## Direction
Using the house-framing text below, explain why the part of the attic above the laundry room is framed by hand rather than trussed.

I framed the house with 2 x 6's and then covered all my walls with plywood, glued and nailed every 5 inches for hurricane production.  I centered the mass of this over a 5 by 7 laundry room lined with 3/4 inch plywood and extended well past that with even more 2 x 6's on one foot centers and glued and nailed more 3/4 plywood over it to act as a floor / base, plus that part of the attic is not trussed but framed by hand.

Regular trusses would not support this weight and it would fall though the attic floor...

The house isn't built like most stick houses, I went out of my weigh (no pun intended) to make it take a very high windload and can sleep right through a tropical storm without a creak.

It's like a bunch of shipping containers tied together to form the rooms on the main floor.

I forget the load a standard truss can support but it is well below the mass I have sitting up there.

Overall I used 7 bunks of plywood, bundles, and about 50 cases of liquid nails, then covered that with sheet rock so it appears like a normal wall inside and a side effect is that inside the house is extremely quiet even though I live 500 feet from an evacuation route, US 331.

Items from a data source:
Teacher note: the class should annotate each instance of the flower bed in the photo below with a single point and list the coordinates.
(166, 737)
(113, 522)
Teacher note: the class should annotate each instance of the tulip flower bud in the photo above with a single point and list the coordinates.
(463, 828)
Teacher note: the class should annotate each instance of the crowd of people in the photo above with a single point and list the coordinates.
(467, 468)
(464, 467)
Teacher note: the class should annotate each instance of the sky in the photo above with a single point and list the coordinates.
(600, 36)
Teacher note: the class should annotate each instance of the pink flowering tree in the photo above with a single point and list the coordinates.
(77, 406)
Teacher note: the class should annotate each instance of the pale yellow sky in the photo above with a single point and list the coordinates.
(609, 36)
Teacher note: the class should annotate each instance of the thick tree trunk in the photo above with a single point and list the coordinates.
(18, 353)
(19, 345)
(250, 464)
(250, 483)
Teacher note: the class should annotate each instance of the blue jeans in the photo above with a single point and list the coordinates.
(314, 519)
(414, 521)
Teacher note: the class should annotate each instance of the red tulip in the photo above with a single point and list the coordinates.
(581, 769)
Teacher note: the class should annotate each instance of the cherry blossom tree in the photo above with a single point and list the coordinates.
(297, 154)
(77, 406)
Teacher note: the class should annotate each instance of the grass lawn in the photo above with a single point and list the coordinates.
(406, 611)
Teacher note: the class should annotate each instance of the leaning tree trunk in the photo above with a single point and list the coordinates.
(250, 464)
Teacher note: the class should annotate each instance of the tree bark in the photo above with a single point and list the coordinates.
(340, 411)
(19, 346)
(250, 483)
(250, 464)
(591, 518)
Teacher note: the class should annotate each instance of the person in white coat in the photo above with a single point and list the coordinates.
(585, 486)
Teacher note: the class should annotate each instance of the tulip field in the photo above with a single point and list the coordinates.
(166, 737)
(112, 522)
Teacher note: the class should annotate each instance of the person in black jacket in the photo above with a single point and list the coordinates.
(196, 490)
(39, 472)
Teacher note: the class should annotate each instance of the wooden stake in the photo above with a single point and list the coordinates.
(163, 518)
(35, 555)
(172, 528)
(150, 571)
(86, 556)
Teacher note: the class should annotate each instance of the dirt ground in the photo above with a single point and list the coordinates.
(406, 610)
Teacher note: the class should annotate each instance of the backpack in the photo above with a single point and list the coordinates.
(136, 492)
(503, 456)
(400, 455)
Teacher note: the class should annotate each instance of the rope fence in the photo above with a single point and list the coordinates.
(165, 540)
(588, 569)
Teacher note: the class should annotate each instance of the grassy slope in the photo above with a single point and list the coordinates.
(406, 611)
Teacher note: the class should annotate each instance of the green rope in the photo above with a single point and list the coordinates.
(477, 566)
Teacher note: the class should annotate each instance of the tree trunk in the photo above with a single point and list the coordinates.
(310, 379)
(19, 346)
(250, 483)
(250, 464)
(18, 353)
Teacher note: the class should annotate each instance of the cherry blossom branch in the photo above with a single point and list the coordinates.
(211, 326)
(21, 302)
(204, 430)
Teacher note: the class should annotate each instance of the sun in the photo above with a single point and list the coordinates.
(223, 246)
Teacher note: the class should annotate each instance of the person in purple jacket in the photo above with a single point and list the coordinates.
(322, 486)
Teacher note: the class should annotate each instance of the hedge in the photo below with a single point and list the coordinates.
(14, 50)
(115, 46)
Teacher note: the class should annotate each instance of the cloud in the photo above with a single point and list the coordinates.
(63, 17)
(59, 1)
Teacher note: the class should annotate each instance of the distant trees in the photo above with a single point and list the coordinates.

## Answer
Regular trusses could not support the weight of the mass centered there, and it would fall through the attic floor. The load a standard truss can carry is well below the mass sitting up there.